# Campsite flooded - photos



## Rapide561 (Oct 1, 2005)

Hi

Just arrived back at the CCC Boroughbridge to find only a handful of people still here for obvious reasons. 

I am OK as I am behind the flood bank on a Super Service Pitch.

The ower of the caravan is hours away, so we are going in, shorts and flip flops on to try to pull it clear, if the owner gives his consent to smashing the hitch lock. 

Russell


----------



## artona (Jan 19, 2006)

HI Russell

Thats incredible. We were camped last night at a campsite called Mill House. The site has a history of getting flooded but we were ok. Tonight though on the news was a picture of a chap sitting on his bonnet, his car caught in a flood - and it was filmed half a mile from where the site is.

Be careful going in


stew


----------



## Rapide561 (Oct 1, 2005)

*Floods*

Hello

It is very bad around here. Even the A1 was closed as I was coming back from the dealers.

The pic is the other side of the site. The rain has stopped but the river is really going at a pace. I am amazed how quick the water is rising on the site.

Russell


----------



## 88781 (May 9, 2005)

*floods*

Hi Russ, drove the 7 miles to B,bridge this morning on a school run (Boroughbridge High on the right before you make the turn to Roecliffe) loads of standing water across the road made driving difficult. later today the High bridge at Knaresborough was closed, the A59 towards Skipton is closed all w/e due to a landslide blocking the road, trains from Harrogate to York and Leeds were cancelled due to flooded lines 8O

Bus service to Leeds was suspended for a while due to a tree down, limited service to York. We have lots of local flooding, we are the only occupants of the CL where we are based it's too wet to get on or off, all the local Rivers Ure, Skell, Wharfe and Swale are on floodwatch ...what ever happened to flaming June?? :roll: :roll:

MnD


----------



## Rapide561 (Oct 1, 2005)

*Floods*

Hi

The caravan is safe! A chap with a very high 4x4 went to get it.

Russell


----------



## RichardnGill (Aug 31, 2006)

Well done, Just make sure you are parked at the higest point on the site.

Richard...


----------



## JockandRita (Jun 1, 2005)

Hi all,

As I was driving up tp Scotland yesterday, (06.00hrs), the torrential rain never stopped from Newark on the A1, right through to Bowes Moor on the A66. 
The outside lane on the A1 at Leeming Bar was flooded. Judging by the size of the waves coming over the central reservation, (due to idiot drivers), the opposite carriageway was worse.

In all of my years of driving, yesterday's experience has to be the scariest so far. I really wished that I was in my 44 tonner, and not Rita's little Peugeot. 

Once over the A66, it all eased off. I hoestly feel that if I hadn't left home when I did, I wouldn't have reached my folks house in Ayr, at all yesterday.

Jock.


----------



## des (Aug 13, 2005)

we are at kingsbury water park. floods all round, with many roads closed. much of the site with surface water, but not flooded. hoping for a respite from the downpour.

### [To be done]
A – Answer these about the campsite flood thread:
(i) Which road was closed while Rapide561 was coming back from the dealers?
(ii) Who went to get the caravan?
(iii) Where were des and company staying?
B – Please carry on the campsite flood thread from its last post.
The material plays no part in what is asked here.

### [Source material]

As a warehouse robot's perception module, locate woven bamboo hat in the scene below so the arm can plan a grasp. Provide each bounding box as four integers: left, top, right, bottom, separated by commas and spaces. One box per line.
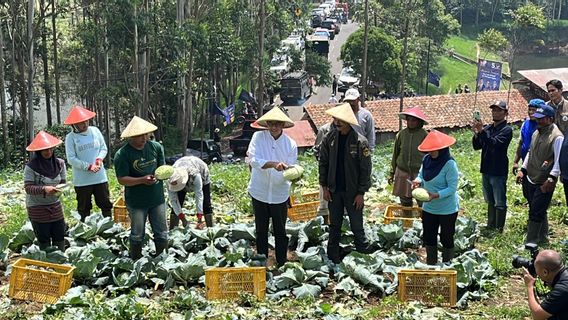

### [The answers]
A –
(i) The A1.
(ii) A chap with a very high 4x4.
(iii) Kingsbury water park.

B –
des


----------



## Rapide561 (Oct 1, 2005)

*Floods*

Hi

This is the pic this morning and still rising.

The height of the childrens playswing gives an idea of the water depth.

Russell


----------



## MicknPat (Jul 18, 2005)

Perhaps caravans and motor homes need fitting with altimeters these days?


----------



## asprn (Feb 10, 2006)

We've been without electricity here on the farm (10 miles east of Lincoln) since 5:30 pm yesterday (Fri). They initially predicted an 11:00 pm repair, but it's 10:00 am and we're still Powerless and under water.

I've moved the RV to the front of the house & run a lead in - God bless the jenny!  Mags' tropical fish are saved, and the Hub is now back on-line (hence my being able to reach out to the world again.... 8O ).

We'll be off all day too, apparently.

Dougie.


----------



## gromett (May 9, 2005)

Slinging it down here again. Not seen rain like this in years....
Roof sealed thank goodness 

How is the site today russell?

Karl


----------



## peterandirene (May 9, 2005)

Just arrived back from York. Left a day early as all indications were that York CC (Rowntree) would be evacuated early afternoon (Sat 16 June). Anyone know the present situation, did we do the right thing?

Peter


----------



## thefman (May 1, 2005)

well today the16th is the opening day of the fishing season(rivers) needless to say ive given this one a miss


----------



## Snelly (Aug 20, 2005)

Whilst lots of you were having a type of nightmare of your own, I was out helping others with their nightmares... a impromtu river occured on a major A road and spent someone spinning...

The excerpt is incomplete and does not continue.